TEXT SEGMENT:

#####

Fishbein said investigators focused only on showing nevirapine works and overlooked its often dangerous side effects. “African life, it would appear, is not to be regarded as highly as American life,” Fishbein said.

ALLEGING A COVER UP

Fishbein, hired to standardize policies and procedures, alleges that the NIH has covered up mistakes made during the study and submitted incomplete paperwork to the Institute committee. He has hired a lawyer and a group called the National Whistle-blower Center to back him in his dispute.

His allegations have made headlines in South Africa, where the use of nevirapine was debated bitterly before being approved.

South Africa’s ruling African National Congress has accused U.S. health officials of conspiring with German-owned Boehringer Ingelheim to hide adverse effects of nevirapine.

“Nevirapine is not the optimal solution, but it is working and there is no better help in very poor countries to prevent HIV-positive mothers passing the virus on to their children,” a Boehringer spokesman said last month.

The AIDS virus killed 2.3 million people in Africa in 2004. Using drugs just before delivery can protect a baby, which otherwise has about a 25 percent chance of being infected at birth by an infected mother.

The National Institute of Allergy and Infectious Diseases, the NIH branch than oversees much AIDS research, denies Fishbein’s allegations.

“Single-dose nevirapine is a safe and effective drug for preventing mother-to-infant transmission of HIV,” it says in a statement on its Web site, http://www.niaid.nih.gov .

The NIAID said it had rechecked the HIVNET 012 data and found no evidence that serious adverse reactions related to nevirapine had gone unreported.

“The allegations of misconduct have been assessed by the NIH Office of the Director using standard NIH protocols for handling this type of allegation and have been found to have no merit,” the NIAID added, noting that it will wait for the Institute of Medicine report on the matter, due in March.

#####

DATA TO EXAMINE:

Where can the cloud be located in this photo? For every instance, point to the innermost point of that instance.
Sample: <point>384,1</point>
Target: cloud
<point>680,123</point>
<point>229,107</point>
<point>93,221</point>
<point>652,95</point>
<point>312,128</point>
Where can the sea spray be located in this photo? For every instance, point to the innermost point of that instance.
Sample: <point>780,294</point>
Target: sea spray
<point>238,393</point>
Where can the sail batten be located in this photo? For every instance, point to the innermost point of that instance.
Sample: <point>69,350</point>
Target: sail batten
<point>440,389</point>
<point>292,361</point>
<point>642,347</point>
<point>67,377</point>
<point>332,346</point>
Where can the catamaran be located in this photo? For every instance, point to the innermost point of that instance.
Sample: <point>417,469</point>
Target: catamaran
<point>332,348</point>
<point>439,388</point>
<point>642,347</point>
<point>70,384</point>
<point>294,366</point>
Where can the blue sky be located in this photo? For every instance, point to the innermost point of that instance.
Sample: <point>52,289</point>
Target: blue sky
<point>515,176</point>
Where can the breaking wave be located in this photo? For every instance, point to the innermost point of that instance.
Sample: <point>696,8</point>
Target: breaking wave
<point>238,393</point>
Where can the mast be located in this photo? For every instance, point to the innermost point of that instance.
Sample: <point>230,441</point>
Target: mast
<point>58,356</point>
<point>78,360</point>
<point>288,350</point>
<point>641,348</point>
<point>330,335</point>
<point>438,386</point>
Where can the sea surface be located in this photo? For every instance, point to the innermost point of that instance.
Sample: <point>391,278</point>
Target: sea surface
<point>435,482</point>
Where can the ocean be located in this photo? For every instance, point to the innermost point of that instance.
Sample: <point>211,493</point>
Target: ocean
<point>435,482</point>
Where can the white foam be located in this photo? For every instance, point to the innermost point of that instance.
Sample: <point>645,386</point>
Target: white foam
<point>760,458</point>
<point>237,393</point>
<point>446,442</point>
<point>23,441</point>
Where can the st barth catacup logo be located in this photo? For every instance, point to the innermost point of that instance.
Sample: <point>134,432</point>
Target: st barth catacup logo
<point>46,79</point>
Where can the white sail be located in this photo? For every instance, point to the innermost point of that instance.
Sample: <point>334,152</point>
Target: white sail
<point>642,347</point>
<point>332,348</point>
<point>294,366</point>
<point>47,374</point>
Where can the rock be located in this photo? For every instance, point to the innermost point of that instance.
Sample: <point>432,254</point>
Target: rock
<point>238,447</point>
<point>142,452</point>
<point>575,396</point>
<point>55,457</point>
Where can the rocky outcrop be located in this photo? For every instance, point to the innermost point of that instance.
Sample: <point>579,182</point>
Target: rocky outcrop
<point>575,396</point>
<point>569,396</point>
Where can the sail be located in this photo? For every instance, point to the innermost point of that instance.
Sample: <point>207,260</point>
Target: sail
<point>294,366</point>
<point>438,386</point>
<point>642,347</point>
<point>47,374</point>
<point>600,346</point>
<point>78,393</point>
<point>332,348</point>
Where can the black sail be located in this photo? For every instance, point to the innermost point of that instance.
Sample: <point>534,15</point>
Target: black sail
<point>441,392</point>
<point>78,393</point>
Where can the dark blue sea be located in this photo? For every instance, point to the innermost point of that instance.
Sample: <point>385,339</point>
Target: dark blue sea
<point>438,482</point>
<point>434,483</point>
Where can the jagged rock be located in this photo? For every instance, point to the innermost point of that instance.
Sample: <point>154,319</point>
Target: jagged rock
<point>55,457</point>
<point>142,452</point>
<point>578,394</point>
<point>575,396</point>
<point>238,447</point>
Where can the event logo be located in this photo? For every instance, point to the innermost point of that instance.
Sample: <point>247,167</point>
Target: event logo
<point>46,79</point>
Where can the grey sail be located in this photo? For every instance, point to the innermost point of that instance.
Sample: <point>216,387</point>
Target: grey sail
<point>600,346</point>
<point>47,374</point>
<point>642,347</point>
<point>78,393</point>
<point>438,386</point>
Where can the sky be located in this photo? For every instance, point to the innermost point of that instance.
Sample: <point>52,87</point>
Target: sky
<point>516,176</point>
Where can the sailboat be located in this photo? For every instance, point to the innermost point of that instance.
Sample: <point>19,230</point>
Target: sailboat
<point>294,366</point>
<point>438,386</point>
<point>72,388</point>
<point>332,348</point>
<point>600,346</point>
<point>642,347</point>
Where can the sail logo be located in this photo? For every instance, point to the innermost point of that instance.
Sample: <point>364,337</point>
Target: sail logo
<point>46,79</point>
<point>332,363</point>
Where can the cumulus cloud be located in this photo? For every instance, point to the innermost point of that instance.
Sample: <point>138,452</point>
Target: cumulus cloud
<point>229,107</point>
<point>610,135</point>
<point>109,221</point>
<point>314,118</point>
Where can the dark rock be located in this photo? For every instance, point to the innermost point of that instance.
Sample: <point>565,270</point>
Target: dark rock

#####

Reproduce the passage from the article on the nevirapine allegations that runs between "ALLEGING A COVER" and "in his dispute.", inclusive.

RESPONSE TO THIS EXERCISE:
ALLEGING A COVER UP

Fishbein, hired to standardize policies and procedures, alleges that the NIH has covered up mistakes made during the study and submitted incomplete paperwork to the Institute committee. He has hired a lawyer and a group called the National Whistle-blower Center to back him in his dispute.